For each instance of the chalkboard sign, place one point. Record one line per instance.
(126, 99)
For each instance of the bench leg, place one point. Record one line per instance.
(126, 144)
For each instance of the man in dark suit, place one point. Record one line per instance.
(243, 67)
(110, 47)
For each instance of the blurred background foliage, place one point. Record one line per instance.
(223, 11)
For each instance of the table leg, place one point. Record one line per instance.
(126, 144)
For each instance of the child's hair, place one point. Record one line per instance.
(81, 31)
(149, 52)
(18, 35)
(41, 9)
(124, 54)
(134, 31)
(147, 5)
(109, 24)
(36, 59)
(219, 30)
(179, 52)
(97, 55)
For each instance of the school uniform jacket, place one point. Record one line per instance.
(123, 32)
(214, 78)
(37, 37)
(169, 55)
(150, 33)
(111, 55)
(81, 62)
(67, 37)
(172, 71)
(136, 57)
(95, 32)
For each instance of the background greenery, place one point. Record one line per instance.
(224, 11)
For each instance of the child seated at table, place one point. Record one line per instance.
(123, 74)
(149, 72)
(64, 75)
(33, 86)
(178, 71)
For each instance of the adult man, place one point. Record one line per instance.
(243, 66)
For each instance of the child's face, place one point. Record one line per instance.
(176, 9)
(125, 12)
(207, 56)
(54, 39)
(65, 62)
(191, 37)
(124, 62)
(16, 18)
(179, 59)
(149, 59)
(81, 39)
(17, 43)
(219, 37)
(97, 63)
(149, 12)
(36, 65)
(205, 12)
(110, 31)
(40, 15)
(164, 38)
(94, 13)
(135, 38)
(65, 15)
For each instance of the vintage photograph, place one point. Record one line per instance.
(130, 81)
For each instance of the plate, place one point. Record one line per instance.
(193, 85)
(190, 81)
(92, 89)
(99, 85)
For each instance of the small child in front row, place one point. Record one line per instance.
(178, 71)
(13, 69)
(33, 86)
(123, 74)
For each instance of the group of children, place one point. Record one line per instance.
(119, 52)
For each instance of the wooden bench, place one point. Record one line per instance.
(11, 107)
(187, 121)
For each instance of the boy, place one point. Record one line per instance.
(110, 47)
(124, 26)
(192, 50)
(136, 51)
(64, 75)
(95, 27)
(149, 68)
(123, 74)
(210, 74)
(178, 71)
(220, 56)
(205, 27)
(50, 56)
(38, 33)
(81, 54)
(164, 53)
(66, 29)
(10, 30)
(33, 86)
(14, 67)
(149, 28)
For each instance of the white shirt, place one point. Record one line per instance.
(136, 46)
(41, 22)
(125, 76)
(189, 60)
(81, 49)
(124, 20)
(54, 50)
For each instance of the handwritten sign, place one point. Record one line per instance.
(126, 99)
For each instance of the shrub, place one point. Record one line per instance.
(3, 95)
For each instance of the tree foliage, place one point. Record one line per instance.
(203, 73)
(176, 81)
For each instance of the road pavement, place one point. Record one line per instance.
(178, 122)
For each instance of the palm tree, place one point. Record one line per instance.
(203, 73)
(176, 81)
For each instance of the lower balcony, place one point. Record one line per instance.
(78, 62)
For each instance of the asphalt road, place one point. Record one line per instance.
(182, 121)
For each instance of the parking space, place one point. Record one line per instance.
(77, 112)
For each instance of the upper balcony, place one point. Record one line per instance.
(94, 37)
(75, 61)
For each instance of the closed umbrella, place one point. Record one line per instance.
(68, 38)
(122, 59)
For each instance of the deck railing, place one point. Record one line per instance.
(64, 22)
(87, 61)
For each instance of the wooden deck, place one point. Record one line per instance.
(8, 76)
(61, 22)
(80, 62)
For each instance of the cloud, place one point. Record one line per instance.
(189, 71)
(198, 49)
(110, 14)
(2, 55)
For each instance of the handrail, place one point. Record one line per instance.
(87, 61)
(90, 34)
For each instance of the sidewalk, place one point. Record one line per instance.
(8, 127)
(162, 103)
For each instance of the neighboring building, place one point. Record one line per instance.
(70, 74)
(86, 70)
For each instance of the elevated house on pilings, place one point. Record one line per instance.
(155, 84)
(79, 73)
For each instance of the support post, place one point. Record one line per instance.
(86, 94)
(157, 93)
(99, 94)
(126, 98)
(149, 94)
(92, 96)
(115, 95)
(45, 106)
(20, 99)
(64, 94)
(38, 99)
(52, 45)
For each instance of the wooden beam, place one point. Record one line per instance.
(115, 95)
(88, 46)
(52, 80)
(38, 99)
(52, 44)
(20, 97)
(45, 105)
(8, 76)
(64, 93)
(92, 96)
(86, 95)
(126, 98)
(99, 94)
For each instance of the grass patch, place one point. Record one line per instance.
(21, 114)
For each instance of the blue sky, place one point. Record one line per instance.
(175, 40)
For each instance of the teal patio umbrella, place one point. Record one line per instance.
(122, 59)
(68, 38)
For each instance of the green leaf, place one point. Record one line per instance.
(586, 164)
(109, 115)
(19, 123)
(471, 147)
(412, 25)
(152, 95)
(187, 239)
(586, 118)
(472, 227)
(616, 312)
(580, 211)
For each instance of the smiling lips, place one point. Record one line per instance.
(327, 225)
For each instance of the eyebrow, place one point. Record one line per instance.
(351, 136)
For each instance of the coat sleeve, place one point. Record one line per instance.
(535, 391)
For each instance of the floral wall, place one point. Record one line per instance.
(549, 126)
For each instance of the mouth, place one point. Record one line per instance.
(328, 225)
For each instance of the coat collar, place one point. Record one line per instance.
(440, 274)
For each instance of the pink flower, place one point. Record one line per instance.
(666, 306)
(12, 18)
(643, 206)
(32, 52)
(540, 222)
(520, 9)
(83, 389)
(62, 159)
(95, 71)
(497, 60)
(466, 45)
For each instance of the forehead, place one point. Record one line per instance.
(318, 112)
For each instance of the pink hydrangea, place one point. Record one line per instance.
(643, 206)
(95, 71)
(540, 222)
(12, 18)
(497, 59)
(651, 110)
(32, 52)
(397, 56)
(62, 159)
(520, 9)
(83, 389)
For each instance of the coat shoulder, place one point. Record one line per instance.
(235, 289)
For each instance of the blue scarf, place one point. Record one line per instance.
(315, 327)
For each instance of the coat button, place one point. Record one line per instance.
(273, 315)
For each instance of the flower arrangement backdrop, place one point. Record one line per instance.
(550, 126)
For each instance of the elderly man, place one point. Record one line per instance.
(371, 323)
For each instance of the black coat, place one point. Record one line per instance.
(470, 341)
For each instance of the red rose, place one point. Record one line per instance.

EXERCISE DIRECTIONS> Make an exact copy of every entry.

SOLUTION>
For each instance of the chalkboard sign, place one point. Record one line per instance.
(126, 99)
For each instance of the bench leg, place one point. Record one line per instance.
(126, 144)
For each instance of the man in dark suit, place one point. Record one line per instance.
(243, 67)
(110, 47)
For each instance of the blurred background foliage, place one point. Record one line per instance.
(223, 11)
For each instance of the table leg, place one point. Record one line per instance.
(126, 144)
For each instance of the child's hair, place one point. Record one line per instance.
(81, 31)
(149, 52)
(18, 35)
(41, 9)
(124, 54)
(134, 31)
(147, 5)
(109, 24)
(36, 59)
(219, 30)
(179, 52)
(97, 55)
For each instance of the school uniform jacket, place one point. Record one line per instance.
(123, 32)
(214, 78)
(37, 37)
(169, 55)
(150, 33)
(111, 55)
(81, 62)
(67, 37)
(172, 71)
(136, 57)
(95, 32)
For each instance of the background greenery, place one point. Record one line per instance.
(224, 11)
For each instance of the child seated at table, place one point. Record one line per instance.
(123, 74)
(149, 72)
(64, 75)
(33, 86)
(178, 71)
For each instance of the adult man, place one point. Record one line per instance.
(243, 66)
For each instance of the child's face, place one point. Record one line per instance.
(176, 9)
(125, 12)
(207, 56)
(54, 39)
(65, 62)
(191, 37)
(124, 62)
(16, 18)
(179, 59)
(149, 59)
(81, 39)
(17, 43)
(219, 37)
(97, 63)
(149, 12)
(36, 65)
(205, 12)
(110, 31)
(40, 15)
(164, 38)
(94, 13)
(135, 38)
(65, 15)
For each instance of the vintage photograph, place one point. Record one line per instance.
(130, 81)
For each instance of the plate, place one point. Record one line per instance.
(193, 85)
(190, 81)
(92, 89)
(99, 85)
For each instance of the small child in front row, place one point. Record one line per instance.
(178, 71)
(13, 69)
(33, 86)
(123, 74)
For each instance of the group of children, place one point. Record one line per instance.
(119, 52)
For each instance of the wooden bench, place one point. Record one line per instance.
(11, 107)
(187, 121)
For each instance of the boy, place one point. Record one line per instance.
(110, 47)
(124, 26)
(192, 50)
(136, 51)
(64, 75)
(95, 27)
(149, 68)
(123, 74)
(210, 74)
(178, 71)
(220, 56)
(205, 27)
(50, 56)
(38, 33)
(81, 54)
(164, 53)
(66, 29)
(10, 30)
(33, 86)
(14, 67)
(149, 28)
For each instance of the white shirt, place one point. Record one line per instance.
(136, 46)
(41, 22)
(125, 76)
(189, 60)
(81, 49)
(124, 20)
(54, 50)
For each instance of the handwritten sign, place one point. Record one line per instance.
(126, 99)
For each instance of the shrub, place one point. Record one line per instance.
(3, 95)
For each instance of the tree foliage, place one point. Record one line per instance.
(203, 73)
(176, 81)
For each instance of the road pavement, place one point. Record one line per instance.
(178, 122)
For each instance of the palm tree, place one point. Record one line per instance.
(203, 73)
(176, 81)
For each instance of the lower balcony, place one point. Record one line per instance.
(78, 62)
For each instance of the asphalt road, place one point. Record one line per instance.
(182, 121)
For each instance of the parking space, place one point. Record one line per instance.
(77, 112)
For each instance of the upper balcony, place one point. Record one line per instance.
(94, 37)
(75, 61)
For each instance of the closed umbrella, place one point. Record one line per instance.
(68, 38)
(122, 59)
For each instance of the deck railing, place one point. Record one line per instance.
(64, 22)
(87, 61)
For each instance of the wooden deck, place one point. Record one line per instance.
(8, 76)
(61, 22)
(80, 62)
For each instance of the cloud, place one point. Record one line per instance.
(189, 71)
(198, 49)
(110, 14)
(2, 55)
For each instance of the handrail, place one point. Record one line per instance.
(87, 61)
(90, 34)
For each instance of the sidewalk, place one point. Record one line per instance.
(8, 127)
(162, 103)
For each instance of the neighboring building, place one point. Record one line per instance.
(70, 74)
(86, 70)
For each instance of the elevated house on pilings, place one point. Record one line per instance.
(155, 84)
(79, 73)
For each instance of the support post, place one point. Record one line per instance.
(86, 94)
(157, 93)
(99, 94)
(126, 98)
(149, 94)
(92, 96)
(115, 95)
(45, 106)
(20, 99)
(64, 94)
(38, 99)
(52, 45)
For each instance of the wooden beam, place one point. Record one line per instance.
(115, 95)
(88, 46)
(52, 80)
(38, 99)
(52, 44)
(20, 97)
(45, 105)
(8, 76)
(64, 93)
(92, 96)
(86, 95)
(126, 98)
(99, 94)
For each instance of the grass patch, place one point. Record one line per instance.
(21, 114)
For each instance of the blue sky, place one point. Record one line per instance.
(175, 40)
For each instance of the teal patio umbrella, place one point. Record one line per instance.
(122, 59)
(68, 38)
For each instance of the green leaf, place one point. Record one line per instance.
(586, 164)
(109, 115)
(19, 123)
(471, 147)
(412, 25)
(152, 95)
(187, 239)
(586, 118)
(472, 227)
(616, 312)
(580, 211)
For each instance of the smiling lips, place one point. Record one line per instance.
(327, 225)
For each instance of the eyebrow, place one point. Record one line per instance.
(351, 136)
For each instance of the coat sleeve, place one point. Record one line per instance.
(535, 391)
For each instance of the floral wall, place one point. Record one line per instance.
(549, 126)
For each instance of the mouth, place one point. Record one line per instance.
(328, 225)
For each instance of the coat collar, place one point. Record one line per instance.
(440, 274)
For each instance of the pink flower, place one point. Record one line per instance.
(666, 306)
(12, 18)
(643, 206)
(32, 52)
(540, 222)
(520, 9)
(83, 389)
(62, 159)
(95, 71)
(497, 60)
(466, 45)
For each instance of the forehead, place one point. Record one line per instance.
(318, 112)
For each instance of the pink hydrangea, place one point. Record one line per instance.
(643, 206)
(95, 71)
(540, 222)
(12, 18)
(497, 59)
(651, 110)
(32, 52)
(397, 56)
(62, 159)
(520, 9)
(83, 389)
For each instance of the coat shoulder, place one point. Record one line per instance.
(235, 289)
For each instance of the blue scarf, place one point. Record one line per instance.
(315, 327)
For each instance of the coat button, place one point. Record one line per instance.
(273, 315)
For each instance of the flower arrangement backdrop, place one point. Record one line per instance.
(550, 126)
For each instance of the elderly man, place one point. Record one line per instance.
(371, 323)
For each instance of the black coat, place one point. Record one line per instance.
(470, 341)
For each instance of the red rose, place one point. Record one line per instance.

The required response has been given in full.